▶ Gestellte Aufgabe 1
Nenne sämtliche Zwischenüberschriften aus dem folgenden Dokumentauszug.

▶ Dokumentauszug
* * * * *

Sozialdemokraten wollten nicht mehr „altmodisch“ sein, sondern auch eine Angebotspolitik entwickeln. Diesmal eine linke: Um die Arbeitslosigkeit zu überwinden, sollte der Staat für ein leistungsfähiges Bildungssystem (Stichwort Bologna: „Employability – Beschäftigungsfähigkeit“) und flexible Arbeitsmärkte sorgen.

Senkungen von Steuern und der Kosten der Sozialsysteme, „Anreize“ für Arbeitslose kamen hinzu. Die Märkte sollten ergänzt, aber nicht behindert werden. Das Ganze mündete in einen klaren Gegenentwurf zum sozialdemokratischen Grundverständnis von Solidarität.

Verlust von sozialem Status und Anerkennung

Die neoliberale Entwicklung dokumentierte allerdings die Unfähigkeit (sozial-)demokratischer Politik, die bedrohlichen Verhältnisse zu kontrollieren, denen immer mehr Menschen, auch aus dem Mittelstand, ausgesetzt waren.

Dabei ging es nicht nur um akute Not, sondern noch mehr um radikale Verunsicherung und um Angst vor dem Verlust von sozialem Status und von Anerkennung. Die Menschen suchten nach Schutz und Stärke, die sie von den Sozialdemokraten nicht bekamen.

Die politische Linke war in eine doppelte Not geraten: Vor der neoliberalen Wende hatte sie mit einer erst hilflosen und dann falschen Politik den Vorwurf der Staatsverschuldung auf sich gezogen und danach ihrerseits die neoliberale Wende tatkräftig vorangebracht. Damit entstand ein Vakuum, in das die politische Rechte eindringen konnte.

Neue Lösungen sind gefragt

Diese Rechte verspricht nun Geborgenheit in einem einheitlichen starken Volk und verlässliche Anerkennung als dessen Mitglied. Sie agiert zugleich anarchistisch-individualistisch und kollektivistisch: rebellisch gegen die Repräsentanten des demokratischen Staates und Unterwerfung verlangend unter ihre neue autoritäre Führung.

Wie kann Politik dagegensteuern? Ein neuer wirtschaftspolitischer Schwenk reicht nicht. Gegen die Enttäuschungs- und Ohnmachtsgefühle der Bürger*innen und den Mangel an Respekt, den sie empfinden, muss sie zugleich neue Chancen der Sicherheit für sie schaffen.

Gegen einen regressiven Nationalismus, der in der Enttäuschung endet, braucht es Wege der transnationalen demokratischen Gestaltung der Globalisierung. Mehr Partizipation auf kommunaler Ebene, mehr Kooperation mit der Zivilgesellschaft und zugleich mehr Solidarität und Integration in der EU sind gefordert.

Hohe Interdependenz von unterschiedlichen Entwicklungen

Investitionen, insbesondere in die Digitalisierung, sollen vor allem in den Kommunen finanziell und infrastrukturell unterstützt werden. Zugleich müssen wir durch eine neue Solidarität mehr nachhaltige politische, wirtschaftliche und soziale Stabilität in der EU erreichen.

Gustav Horn wirft ein neues Licht auf den systemischen Niedergang derjenigen Sozialdemokratien, die den Neoliberalismus im 21. Jahrhundert engagiert praktiziert haben. Sie haben das Vertrauen vieler Anhänger zweimal verspielt.

Eine der besonders beeindruckenden Qualitäten von Horns historischer Darstellung ist, dass er durchweg die hohe Interdependenz von ökonomischen, politischen, sozialen und psychischen Entwicklungen thematisiert und damit wieder den Erklärungswert einer „Politischen Ökonomie“ vor Augen führt. Das Denken von John Maynard Keynes, der vom steuernden Nationalstaat ausging, muss für den globalen Kapitalismus weiterentwickelt werden.

* * * * *

▶ Gestellte Aufgabe 2
Entnimm bitte den Datensätzen wortgetreu die Zeilen von der Zeile mit „grey shaker cabinet?“ bis zur Zeile mit „[0,0,959,212]“, beide eingeschlossen.

▶ Datenzeilen
* * * * *

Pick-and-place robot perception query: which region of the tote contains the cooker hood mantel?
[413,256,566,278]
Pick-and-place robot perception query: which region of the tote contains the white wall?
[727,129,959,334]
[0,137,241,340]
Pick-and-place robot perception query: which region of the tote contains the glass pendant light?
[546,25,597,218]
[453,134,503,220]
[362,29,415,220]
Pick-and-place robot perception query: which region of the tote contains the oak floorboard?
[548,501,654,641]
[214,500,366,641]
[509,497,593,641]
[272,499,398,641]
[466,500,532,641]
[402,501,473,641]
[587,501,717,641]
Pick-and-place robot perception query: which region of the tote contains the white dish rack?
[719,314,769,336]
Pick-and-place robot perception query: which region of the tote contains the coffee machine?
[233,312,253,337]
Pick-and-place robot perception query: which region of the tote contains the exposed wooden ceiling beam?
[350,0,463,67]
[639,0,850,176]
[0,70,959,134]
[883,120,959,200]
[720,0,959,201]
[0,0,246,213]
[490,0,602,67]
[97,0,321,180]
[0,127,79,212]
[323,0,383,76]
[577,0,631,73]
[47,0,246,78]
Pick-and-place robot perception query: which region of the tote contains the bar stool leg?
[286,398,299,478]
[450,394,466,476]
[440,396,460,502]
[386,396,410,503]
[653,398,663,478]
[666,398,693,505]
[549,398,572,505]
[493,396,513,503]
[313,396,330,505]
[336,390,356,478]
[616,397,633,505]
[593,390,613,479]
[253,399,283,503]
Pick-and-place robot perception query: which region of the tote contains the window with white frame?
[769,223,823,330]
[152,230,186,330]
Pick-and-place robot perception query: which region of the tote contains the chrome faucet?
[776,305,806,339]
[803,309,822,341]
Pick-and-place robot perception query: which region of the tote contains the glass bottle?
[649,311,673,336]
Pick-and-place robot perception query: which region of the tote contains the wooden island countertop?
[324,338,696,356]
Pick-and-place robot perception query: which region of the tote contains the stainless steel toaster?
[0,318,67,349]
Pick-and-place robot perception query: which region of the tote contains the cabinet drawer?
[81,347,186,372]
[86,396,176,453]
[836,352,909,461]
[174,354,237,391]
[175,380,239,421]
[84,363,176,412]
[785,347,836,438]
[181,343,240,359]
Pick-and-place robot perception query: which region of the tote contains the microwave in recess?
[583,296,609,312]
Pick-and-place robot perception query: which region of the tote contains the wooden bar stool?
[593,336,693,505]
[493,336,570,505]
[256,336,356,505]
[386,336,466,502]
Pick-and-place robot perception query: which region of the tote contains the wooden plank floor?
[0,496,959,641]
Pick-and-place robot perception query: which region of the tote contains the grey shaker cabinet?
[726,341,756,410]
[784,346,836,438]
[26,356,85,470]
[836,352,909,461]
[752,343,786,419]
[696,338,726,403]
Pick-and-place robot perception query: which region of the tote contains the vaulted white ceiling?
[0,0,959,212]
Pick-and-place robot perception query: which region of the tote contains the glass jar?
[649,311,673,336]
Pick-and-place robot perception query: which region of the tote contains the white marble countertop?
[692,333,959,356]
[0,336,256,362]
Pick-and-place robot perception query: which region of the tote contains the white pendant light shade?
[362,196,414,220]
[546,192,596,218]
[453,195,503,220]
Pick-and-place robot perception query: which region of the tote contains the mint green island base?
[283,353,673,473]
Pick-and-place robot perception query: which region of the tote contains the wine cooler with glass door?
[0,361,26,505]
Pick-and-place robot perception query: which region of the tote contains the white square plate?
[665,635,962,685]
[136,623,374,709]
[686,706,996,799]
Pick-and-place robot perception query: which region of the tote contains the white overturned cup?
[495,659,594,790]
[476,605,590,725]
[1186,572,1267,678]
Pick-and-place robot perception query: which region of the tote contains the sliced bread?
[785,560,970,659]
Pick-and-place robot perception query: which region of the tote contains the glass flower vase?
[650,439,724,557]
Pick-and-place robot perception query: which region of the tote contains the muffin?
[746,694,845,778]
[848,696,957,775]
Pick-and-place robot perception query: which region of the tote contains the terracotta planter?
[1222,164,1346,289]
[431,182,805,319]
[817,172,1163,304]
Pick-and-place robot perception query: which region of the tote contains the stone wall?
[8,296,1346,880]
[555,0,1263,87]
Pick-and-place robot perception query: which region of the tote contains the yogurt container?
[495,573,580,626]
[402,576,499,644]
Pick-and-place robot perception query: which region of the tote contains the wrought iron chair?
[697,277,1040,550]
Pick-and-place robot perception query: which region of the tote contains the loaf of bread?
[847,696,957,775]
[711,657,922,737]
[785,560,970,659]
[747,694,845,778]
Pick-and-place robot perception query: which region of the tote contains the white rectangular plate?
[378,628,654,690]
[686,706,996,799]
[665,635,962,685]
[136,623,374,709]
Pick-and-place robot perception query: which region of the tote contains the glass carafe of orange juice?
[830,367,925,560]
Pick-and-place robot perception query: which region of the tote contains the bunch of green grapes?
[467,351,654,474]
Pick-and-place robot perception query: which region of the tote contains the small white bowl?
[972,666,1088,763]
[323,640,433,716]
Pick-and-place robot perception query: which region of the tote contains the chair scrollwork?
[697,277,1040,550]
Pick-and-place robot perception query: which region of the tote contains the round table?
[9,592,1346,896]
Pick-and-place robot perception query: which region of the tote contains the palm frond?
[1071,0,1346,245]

* * * * *

▶ Vollständige Antwort 1
- Verlust von sozialem Status und Anerkennung
- Neue Lösungen sind gefragt
- Hohe Interdependenz von unterschiedlichen Entwicklungen

▶ Vollständige Antwort 2
Pick-and-place robot perception query: which region of the tote contains the grey shaker cabinet?
[726,341,756,410]
[784,346,836,438]
[26,356,85,470]
[836,352,909,461]
[752,343,786,419]
[696,338,726,403]
Pick-and-place robot perception query: which region of the tote contains the vaulted white ceiling?
[0,0,959,212]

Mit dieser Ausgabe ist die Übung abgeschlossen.